WHAT TO DO: Please reproduce the lines from the first one through the line containing "[[109, 30]]", inclusive. In them, replace "single marker" with "single point" and leave everything else unchanged.

EXTRACTED RECORDS:
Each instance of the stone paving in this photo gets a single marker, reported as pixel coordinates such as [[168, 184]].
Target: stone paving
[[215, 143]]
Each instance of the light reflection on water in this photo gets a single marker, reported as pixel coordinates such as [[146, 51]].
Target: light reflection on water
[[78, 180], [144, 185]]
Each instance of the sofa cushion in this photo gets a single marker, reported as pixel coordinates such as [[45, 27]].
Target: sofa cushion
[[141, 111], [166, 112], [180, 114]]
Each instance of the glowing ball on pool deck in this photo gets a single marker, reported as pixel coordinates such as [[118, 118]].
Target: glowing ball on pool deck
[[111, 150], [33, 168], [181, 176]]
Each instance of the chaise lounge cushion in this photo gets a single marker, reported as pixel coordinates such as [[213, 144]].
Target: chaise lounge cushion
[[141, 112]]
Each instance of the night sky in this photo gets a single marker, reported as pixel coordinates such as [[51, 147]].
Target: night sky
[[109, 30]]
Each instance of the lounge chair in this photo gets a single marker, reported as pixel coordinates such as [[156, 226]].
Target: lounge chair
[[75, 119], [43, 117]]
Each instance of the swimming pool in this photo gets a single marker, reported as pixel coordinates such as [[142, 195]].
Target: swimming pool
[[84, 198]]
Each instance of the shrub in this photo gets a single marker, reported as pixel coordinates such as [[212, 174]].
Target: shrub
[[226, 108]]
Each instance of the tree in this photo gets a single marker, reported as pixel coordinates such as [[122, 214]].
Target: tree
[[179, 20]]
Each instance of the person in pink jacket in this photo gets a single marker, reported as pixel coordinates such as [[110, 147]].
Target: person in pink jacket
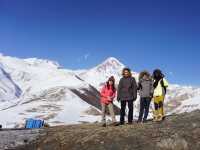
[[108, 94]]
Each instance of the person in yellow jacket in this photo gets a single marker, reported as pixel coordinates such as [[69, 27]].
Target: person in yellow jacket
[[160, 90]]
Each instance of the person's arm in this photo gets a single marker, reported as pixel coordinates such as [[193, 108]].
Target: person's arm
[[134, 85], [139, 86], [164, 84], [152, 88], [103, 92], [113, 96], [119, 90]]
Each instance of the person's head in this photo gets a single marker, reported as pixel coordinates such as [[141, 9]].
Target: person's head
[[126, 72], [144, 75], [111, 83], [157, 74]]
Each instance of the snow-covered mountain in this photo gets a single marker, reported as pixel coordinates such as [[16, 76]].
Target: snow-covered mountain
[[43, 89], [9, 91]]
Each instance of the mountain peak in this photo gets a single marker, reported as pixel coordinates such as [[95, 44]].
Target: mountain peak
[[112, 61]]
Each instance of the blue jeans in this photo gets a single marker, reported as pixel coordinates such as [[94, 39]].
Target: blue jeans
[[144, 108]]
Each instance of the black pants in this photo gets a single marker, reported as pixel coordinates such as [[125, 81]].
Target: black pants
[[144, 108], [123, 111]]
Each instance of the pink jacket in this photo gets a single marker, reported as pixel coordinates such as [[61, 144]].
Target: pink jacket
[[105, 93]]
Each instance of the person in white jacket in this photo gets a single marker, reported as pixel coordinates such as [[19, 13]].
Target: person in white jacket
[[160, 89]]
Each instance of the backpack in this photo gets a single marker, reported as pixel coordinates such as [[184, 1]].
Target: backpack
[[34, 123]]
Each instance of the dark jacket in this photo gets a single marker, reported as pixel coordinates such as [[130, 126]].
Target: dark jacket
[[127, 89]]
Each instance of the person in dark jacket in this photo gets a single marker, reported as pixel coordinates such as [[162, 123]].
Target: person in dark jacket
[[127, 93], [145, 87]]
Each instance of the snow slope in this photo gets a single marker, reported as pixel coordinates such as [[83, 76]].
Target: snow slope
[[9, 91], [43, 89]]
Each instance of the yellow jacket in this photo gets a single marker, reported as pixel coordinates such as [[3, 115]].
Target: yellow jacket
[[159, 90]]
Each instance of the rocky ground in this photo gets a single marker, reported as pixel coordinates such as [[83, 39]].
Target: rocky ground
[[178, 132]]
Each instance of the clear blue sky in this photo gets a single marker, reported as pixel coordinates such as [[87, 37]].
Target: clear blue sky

EXERCISE RESPONSE:
Each instance of the stone paving in this photo gets a single point, reported as pixel coordinates such as [[168, 184]].
Target: stone paving
[[215, 143]]
Each instance of the light reflection on water in this photo gets a single point, reported as pixel coordinates such as [[146, 51]].
Target: light reflection on water
[[78, 180], [144, 185]]
Each instance of the sofa cushion in this photo gets a single point, reported as pixel coordinates such as [[45, 27]].
Target: sofa cushion
[[141, 111], [166, 112], [180, 114]]
Each instance of the glowing ball on pool deck in this photo gets a single point, reported as pixel coordinates such as [[118, 118]].
Target: glowing ball on pool deck
[[111, 150], [33, 168], [181, 176]]
Each instance of the chaise lounge cushion in this photo gets a single point, reported as pixel coordinates such as [[213, 144]].
Target: chaise lounge cushion
[[141, 112]]
Each instance of the night sky in this photo gets a single point, reported as pixel coordinates such as [[51, 147]].
Target: night sky
[[109, 30]]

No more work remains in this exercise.